Convert the records below into a Markdown table with two columns, Row and Text. Number each line in Row, put the line itself in Text, and leave out blank lines.

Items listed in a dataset
################
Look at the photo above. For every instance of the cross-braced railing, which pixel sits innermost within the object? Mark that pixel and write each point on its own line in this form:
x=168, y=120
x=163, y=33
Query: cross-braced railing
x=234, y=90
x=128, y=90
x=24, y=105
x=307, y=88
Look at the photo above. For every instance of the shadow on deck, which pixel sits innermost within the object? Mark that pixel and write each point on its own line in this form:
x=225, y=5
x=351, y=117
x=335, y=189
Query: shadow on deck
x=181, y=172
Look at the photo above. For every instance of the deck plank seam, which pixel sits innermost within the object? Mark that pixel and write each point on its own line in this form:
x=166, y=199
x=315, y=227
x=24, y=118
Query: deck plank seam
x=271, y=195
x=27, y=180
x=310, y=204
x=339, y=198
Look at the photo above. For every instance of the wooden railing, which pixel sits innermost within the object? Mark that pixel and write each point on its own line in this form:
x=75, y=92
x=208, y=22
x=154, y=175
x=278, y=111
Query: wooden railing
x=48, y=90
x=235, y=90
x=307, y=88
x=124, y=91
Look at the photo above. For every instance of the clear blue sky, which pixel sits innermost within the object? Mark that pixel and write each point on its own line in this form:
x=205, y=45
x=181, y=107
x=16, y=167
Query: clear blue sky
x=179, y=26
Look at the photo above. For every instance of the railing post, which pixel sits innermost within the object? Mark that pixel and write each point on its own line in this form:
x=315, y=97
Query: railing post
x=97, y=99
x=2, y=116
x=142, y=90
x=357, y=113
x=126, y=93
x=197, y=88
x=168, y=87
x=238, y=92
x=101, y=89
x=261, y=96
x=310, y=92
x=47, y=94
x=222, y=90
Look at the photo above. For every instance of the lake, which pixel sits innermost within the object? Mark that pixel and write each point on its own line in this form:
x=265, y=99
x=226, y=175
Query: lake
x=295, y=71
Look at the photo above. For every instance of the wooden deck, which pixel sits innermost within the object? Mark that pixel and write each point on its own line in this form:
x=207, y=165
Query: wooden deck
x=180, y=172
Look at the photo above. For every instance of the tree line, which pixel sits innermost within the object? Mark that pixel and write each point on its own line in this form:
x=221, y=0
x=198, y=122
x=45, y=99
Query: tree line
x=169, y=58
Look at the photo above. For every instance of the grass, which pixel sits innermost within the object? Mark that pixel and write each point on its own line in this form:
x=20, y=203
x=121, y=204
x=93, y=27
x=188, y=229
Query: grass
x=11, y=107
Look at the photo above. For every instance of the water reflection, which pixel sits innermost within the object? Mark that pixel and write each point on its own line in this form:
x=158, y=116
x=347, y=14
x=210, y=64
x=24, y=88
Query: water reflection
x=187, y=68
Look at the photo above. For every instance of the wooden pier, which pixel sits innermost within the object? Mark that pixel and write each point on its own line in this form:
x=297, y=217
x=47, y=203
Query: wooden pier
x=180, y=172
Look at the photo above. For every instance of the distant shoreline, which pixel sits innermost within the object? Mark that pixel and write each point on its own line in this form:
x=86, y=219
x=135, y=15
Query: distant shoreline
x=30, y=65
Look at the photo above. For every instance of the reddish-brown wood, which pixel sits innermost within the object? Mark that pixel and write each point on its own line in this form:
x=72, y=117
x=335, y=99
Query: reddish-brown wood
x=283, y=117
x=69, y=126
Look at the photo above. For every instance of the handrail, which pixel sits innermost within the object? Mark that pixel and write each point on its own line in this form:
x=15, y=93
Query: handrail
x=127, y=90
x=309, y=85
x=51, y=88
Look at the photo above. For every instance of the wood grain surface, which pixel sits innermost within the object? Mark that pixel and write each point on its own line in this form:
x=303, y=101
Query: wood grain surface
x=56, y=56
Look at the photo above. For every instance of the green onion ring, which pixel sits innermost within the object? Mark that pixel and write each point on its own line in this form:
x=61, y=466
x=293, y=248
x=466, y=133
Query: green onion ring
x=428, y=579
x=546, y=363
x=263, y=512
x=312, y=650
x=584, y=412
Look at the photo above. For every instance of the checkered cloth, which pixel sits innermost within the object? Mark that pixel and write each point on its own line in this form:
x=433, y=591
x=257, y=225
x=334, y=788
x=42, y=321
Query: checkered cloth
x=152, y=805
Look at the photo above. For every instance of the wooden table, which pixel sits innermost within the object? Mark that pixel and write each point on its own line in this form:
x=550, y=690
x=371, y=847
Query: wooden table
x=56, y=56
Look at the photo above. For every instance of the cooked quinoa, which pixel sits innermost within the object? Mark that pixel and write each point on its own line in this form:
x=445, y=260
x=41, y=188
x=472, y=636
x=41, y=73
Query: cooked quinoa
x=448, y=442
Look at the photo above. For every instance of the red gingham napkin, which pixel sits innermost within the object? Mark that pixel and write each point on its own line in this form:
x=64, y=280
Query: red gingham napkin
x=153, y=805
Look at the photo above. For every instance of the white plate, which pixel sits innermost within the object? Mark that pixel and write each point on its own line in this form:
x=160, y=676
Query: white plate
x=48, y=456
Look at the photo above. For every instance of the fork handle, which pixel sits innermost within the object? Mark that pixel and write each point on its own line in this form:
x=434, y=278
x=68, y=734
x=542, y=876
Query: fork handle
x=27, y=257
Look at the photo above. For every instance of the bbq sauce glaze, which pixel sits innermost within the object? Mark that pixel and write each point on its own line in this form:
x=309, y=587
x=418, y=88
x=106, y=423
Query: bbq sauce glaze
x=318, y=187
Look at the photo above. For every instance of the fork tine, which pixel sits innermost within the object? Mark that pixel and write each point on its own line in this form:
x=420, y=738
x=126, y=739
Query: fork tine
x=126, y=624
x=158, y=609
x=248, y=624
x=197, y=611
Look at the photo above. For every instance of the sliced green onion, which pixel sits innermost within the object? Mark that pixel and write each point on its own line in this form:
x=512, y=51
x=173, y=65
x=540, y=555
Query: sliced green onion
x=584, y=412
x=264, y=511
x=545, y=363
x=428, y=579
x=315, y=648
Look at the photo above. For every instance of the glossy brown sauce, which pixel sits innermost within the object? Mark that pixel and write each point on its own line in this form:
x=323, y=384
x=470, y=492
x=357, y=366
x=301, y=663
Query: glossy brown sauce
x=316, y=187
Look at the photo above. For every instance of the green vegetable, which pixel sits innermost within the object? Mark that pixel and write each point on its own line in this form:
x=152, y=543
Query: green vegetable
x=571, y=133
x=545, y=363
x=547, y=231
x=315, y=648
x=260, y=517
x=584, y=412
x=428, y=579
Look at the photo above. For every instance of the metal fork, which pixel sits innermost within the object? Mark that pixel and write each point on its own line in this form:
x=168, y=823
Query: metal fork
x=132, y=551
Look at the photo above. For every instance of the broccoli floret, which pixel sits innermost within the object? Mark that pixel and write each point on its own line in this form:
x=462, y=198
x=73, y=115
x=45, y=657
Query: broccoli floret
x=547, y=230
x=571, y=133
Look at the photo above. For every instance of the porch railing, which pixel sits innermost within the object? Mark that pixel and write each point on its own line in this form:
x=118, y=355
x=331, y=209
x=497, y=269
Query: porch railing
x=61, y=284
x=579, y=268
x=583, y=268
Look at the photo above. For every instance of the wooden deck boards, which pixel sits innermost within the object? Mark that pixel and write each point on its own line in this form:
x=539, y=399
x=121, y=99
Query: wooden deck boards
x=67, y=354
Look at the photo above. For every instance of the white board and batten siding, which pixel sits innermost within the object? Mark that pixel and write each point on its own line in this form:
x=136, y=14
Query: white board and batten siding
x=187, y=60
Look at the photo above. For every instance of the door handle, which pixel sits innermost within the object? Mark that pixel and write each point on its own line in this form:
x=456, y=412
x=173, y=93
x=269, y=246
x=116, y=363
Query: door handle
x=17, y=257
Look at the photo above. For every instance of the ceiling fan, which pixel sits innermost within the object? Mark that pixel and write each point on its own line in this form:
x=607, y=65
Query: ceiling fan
################
**WORKED ANSWER:**
| Row | Text |
|---|---|
| 1 | Look at the photo above. For every instance of the cross-braced railing, which pixel sits innermost within the object? Mark that pixel and write each point on its own line in this form: |
| 2 | x=168, y=120 |
| 3 | x=163, y=33 |
| 4 | Query: cross-braced railing |
| 5 | x=234, y=90 |
| 6 | x=128, y=90 |
| 7 | x=24, y=105 |
| 8 | x=307, y=88 |
| 9 | Look at the photo above. For every instance of the shadow on deck, which pixel sits innermost within the object? Mark that pixel and write each point on its own line in this form: |
| 10 | x=225, y=5 |
| 11 | x=351, y=117 |
| 12 | x=335, y=189 |
| 13 | Query: shadow on deck |
| 14 | x=181, y=172 |
| 15 | Look at the photo above. For every instance of the deck plank seam, which pixel sits innermost within the object? Mark that pixel and write each point on its own line in this form: |
| 16 | x=166, y=199 |
| 17 | x=315, y=227 |
| 18 | x=24, y=118 |
| 19 | Query: deck plank seam |
| 20 | x=271, y=195 |
| 21 | x=27, y=180 |
| 22 | x=310, y=204 |
| 23 | x=339, y=198 |
| 24 | Look at the photo above. For every instance of the wooden railing, which pixel sits innermost within the object? Mark that pixel and write each point on its own line in this form: |
| 25 | x=75, y=92 |
| 26 | x=208, y=22 |
| 27 | x=154, y=175 |
| 28 | x=278, y=111 |
| 29 | Query: wooden railing |
| 30 | x=48, y=90 |
| 31 | x=235, y=90 |
| 32 | x=307, y=88 |
| 33 | x=124, y=91 |
| 34 | Look at the photo above. For every instance of the clear blue sky, which pixel sits innermost within the object? Mark that pixel and write each point on its own line in this form: |
| 35 | x=205, y=45 |
| 36 | x=181, y=107 |
| 37 | x=16, y=167 |
| 38 | Query: clear blue sky |
| 39 | x=179, y=26 |
| 40 | Look at the photo above. For every instance of the railing post, which pixel sits innermost within the object? Mark that pixel and write each point on its own line in this form: |
| 41 | x=315, y=97 |
| 42 | Query: railing post |
| 43 | x=97, y=99 |
| 44 | x=2, y=116 |
| 45 | x=142, y=90 |
| 46 | x=357, y=113 |
| 47 | x=126, y=93 |
| 48 | x=197, y=88 |
| 49 | x=168, y=87 |
| 50 | x=238, y=92 |
| 51 | x=101, y=89 |
| 52 | x=261, y=96 |
| 53 | x=310, y=92 |
| 54 | x=47, y=94 |
| 55 | x=222, y=90 |
| 56 | Look at the photo above. For every instance of the lake, which pixel sits innermost within the object? Mark that pixel and write each point on its own line in this form: |
| 57 | x=265, y=99 |
| 58 | x=226, y=175 |
| 59 | Query: lake |
| 60 | x=295, y=71 |
| 61 | Look at the photo above. For every instance of the wooden deck, which pixel sits innermost within the object? Mark that pixel and write each point on its own line in this form: |
| 62 | x=207, y=165 |
| 63 | Query: wooden deck |
| 64 | x=180, y=172 |
| 65 | Look at the photo above. For every instance of the tree line, which pixel sits innermost within the object? Mark that pixel and write each point on its own line in this form: |
| 66 | x=221, y=0 |
| 67 | x=198, y=122 |
| 68 | x=45, y=99 |
| 69 | Query: tree line |
| 70 | x=169, y=58 |
| 71 | Look at the photo above. For every instance of the grass, which pixel sits innermost within the object? Mark that pixel and write each point on its own line in this form: |
| 72 | x=20, y=203 |
| 73 | x=121, y=204 |
| 74 | x=93, y=27 |
| 75 | x=188, y=229 |
| 76 | Query: grass |
| 77 | x=11, y=107 |
| 78 | Look at the photo above. For every instance of the water reflection, which pixel sits innermost within the object? Mark that pixel and write each point on its own line in this form: |
| 79 | x=158, y=116 |
| 80 | x=347, y=14 |
| 81 | x=210, y=64 |
| 82 | x=24, y=88 |
| 83 | Query: water reflection |
| 84 | x=187, y=68 |
| 85 | Look at the photo above. For every instance of the wooden pier, which pixel sits innermost within the object? Mark that pixel and write each point on its own line in this form: |
| 86 | x=297, y=217 |
| 87 | x=47, y=203 |
| 88 | Query: wooden pier |
| 89 | x=180, y=172 |
| 90 | Look at the photo above. For every instance of the distant shoreline, which pixel sits innermost within the object? Mark that pixel and write each point on its own line in this form: |
| 91 | x=86, y=219 |
| 92 | x=135, y=15 |
| 93 | Query: distant shoreline |
| 94 | x=30, y=65 |
| 95 | Look at the photo above. For every instance of the reddish-brown wood, which pixel sits innermost within the object? Mark that pixel and write each point on its own line in this form: |
| 96 | x=72, y=117 |
| 97 | x=335, y=99 |
| 98 | Query: reddish-brown wood |
| 99 | x=283, y=117 |
| 100 | x=69, y=126 |
| 101 | Look at the photo above. For every instance of the handrail, which pixel sits innermost within the object? Mark that pixel and write each point on its own line in this form: |
| 102 | x=15, y=93 |
| 103 | Query: handrail |
| 104 | x=127, y=90 |
| 105 | x=309, y=85 |
| 106 | x=51, y=88 |
| 107 | Look at the photo above. For every instance of the wood grain surface, which pixel sits innermost within the object? Mark that pixel and write each point on its own line in this form: |
| 108 | x=303, y=101 |
| 109 | Query: wood grain surface |
| 110 | x=56, y=56 |
| 111 | Look at the photo above. For every instance of the green onion ring, which pixel sits innermost within the object? Mark that pixel and write each point on its own line in this form: |
| 112 | x=61, y=466 |
| 113 | x=293, y=248 |
| 114 | x=466, y=133 |
| 115 | Query: green onion ring |
| 116 | x=428, y=579 |
| 117 | x=546, y=363 |
| 118 | x=263, y=512 |
| 119 | x=312, y=650 |
| 120 | x=584, y=412 |
| 121 | Look at the photo above. For every instance of the checkered cloth, which pixel sits innermost within the object? Mark that pixel and write each point on its own line in this form: |
| 122 | x=433, y=591 |
| 123 | x=257, y=225 |
| 124 | x=334, y=788 |
| 125 | x=42, y=321 |
| 126 | Query: checkered cloth |
| 127 | x=152, y=805 |
| 128 | Look at the photo above. For every instance of the wooden table, which pixel sits innermost within the object? Mark that pixel and write each point on its own line in this form: |
| 129 | x=550, y=690 |
| 130 | x=371, y=847 |
| 131 | Query: wooden table |
| 132 | x=56, y=56 |
| 133 | Look at the photo above. For every instance of the cooked quinoa, which pixel sits innermost within the object? Mark that pixel and write each point on its own line in this form: |
| 134 | x=445, y=260 |
| 135 | x=41, y=188 |
| 136 | x=472, y=636 |
| 137 | x=41, y=73 |
| 138 | Query: cooked quinoa |
| 139 | x=448, y=442 |
| 140 | Look at the photo above. For every instance of the red gingham napkin, which pixel sits innermost within the object? Mark that pixel and write each point on its own line in this form: |
| 141 | x=64, y=280 |
| 142 | Query: red gingham napkin |
| 143 | x=153, y=805 |
| 144 | Look at the photo above. For every instance of the white plate, which pixel sits innermost within the object? Mark that pixel and write each point on its own line in this form: |
| 145 | x=160, y=676 |
| 146 | Query: white plate |
| 147 | x=48, y=456 |
| 148 | Look at the photo above. For every instance of the fork handle, which pixel sits innermost within the object? Mark that pixel and write each point on its own line in this form: |
| 149 | x=434, y=278 |
| 150 | x=68, y=734 |
| 151 | x=542, y=876 |
| 152 | Query: fork handle |
| 153 | x=27, y=257 |
| 154 | Look at the photo above. For every instance of the bbq sauce glaze, which pixel sits innermost within the object? Mark that pixel and write each point on its own line in this form: |
| 155 | x=309, y=587 |
| 156 | x=418, y=88 |
| 157 | x=106, y=423 |
| 158 | Query: bbq sauce glaze |
| 159 | x=318, y=187 |
| 160 | Look at the photo above. For every instance of the fork tine, which pixel sits innermost within the object? Mark that pixel and write each point on its own line in this form: |
| 161 | x=420, y=738 |
| 162 | x=126, y=739 |
| 163 | Query: fork tine |
| 164 | x=126, y=624 |
| 165 | x=158, y=609 |
| 166 | x=248, y=624 |
| 167 | x=197, y=611 |
| 168 | Look at the photo above. For every instance of the sliced green onion, which pixel sits innermost within the object? Mark that pixel and write each point on its own line in this form: |
| 169 | x=512, y=51 |
| 170 | x=173, y=65 |
| 171 | x=540, y=555 |
| 172 | Query: sliced green onion |
| 173 | x=584, y=412 |
| 174 | x=264, y=511 |
| 175 | x=545, y=363 |
| 176 | x=428, y=579 |
| 177 | x=315, y=648 |
| 178 | Look at the photo above. For every instance of the glossy brown sauce, which pixel sits innermost within the object? Mark that pixel and write each point on its own line in this form: |
| 179 | x=323, y=384 |
| 180 | x=470, y=492 |
| 181 | x=357, y=366 |
| 182 | x=301, y=663 |
| 183 | Query: glossy brown sauce |
| 184 | x=316, y=187 |
| 185 | Look at the photo above. For every instance of the green vegetable, which pixel sits innermost within the object? Mark that pixel and write each point on its own line in this form: |
| 186 | x=152, y=543 |
| 187 | Query: green vegetable |
| 188 | x=571, y=133 |
| 189 | x=545, y=363 |
| 190 | x=547, y=231 |
| 191 | x=315, y=648 |
| 192 | x=260, y=517 |
| 193 | x=584, y=412 |
| 194 | x=428, y=579 |
| 195 | Look at the photo above. For every instance of the metal fork, which pixel sits innermost within the object? Mark that pixel and write each point on its own line in this form: |
| 196 | x=168, y=823 |
| 197 | Query: metal fork |
| 198 | x=132, y=551 |
| 199 | Look at the photo above. For every instance of the broccoli floret, which pixel sits innermost within the object? Mark that pixel and write each point on its own line in this form: |
| 200 | x=462, y=198 |
| 201 | x=73, y=115 |
| 202 | x=45, y=657 |
| 203 | Query: broccoli floret |
| 204 | x=547, y=230 |
| 205 | x=571, y=133 |
| 206 | Look at the photo above. For every instance of the porch railing, which pixel sits innermost within the object? Mark that pixel and write each point on its own line in this form: |
| 207 | x=118, y=355 |
| 208 | x=331, y=209 |
| 209 | x=497, y=269 |
| 210 | Query: porch railing |
| 211 | x=61, y=284 |
| 212 | x=579, y=268 |
| 213 | x=583, y=268 |
| 214 | Look at the photo above. For every instance of the wooden deck boards, which pixel sits innermost within the object? Mark that pixel and write each point on its own line in this form: |
| 215 | x=539, y=399 |
| 216 | x=121, y=99 |
| 217 | Query: wooden deck boards |
| 218 | x=67, y=354 |
| 219 | Look at the photo above. For every instance of the white board and batten siding, which pixel sits innermost within the object? Mark that pixel and write each point on its own line in this form: |
| 220 | x=136, y=14 |
| 221 | Query: white board and batten siding |
| 222 | x=187, y=60 |
| 223 | Look at the photo above. For every instance of the door handle, which pixel sits innermost within the object? Mark that pixel and write each point on its own line in this form: |
| 224 | x=456, y=412 |
| 225 | x=173, y=93 |
| 226 | x=269, y=246 |
| 227 | x=116, y=363 |
| 228 | Query: door handle |
| 229 | x=17, y=257 |
| 230 | Look at the photo above. For every instance of the ceiling fan, which pixel sits innermost within the object? Mark that pixel and write each point on its own line in this form: |
| 231 | x=607, y=65 |
| 232 | Query: ceiling fan |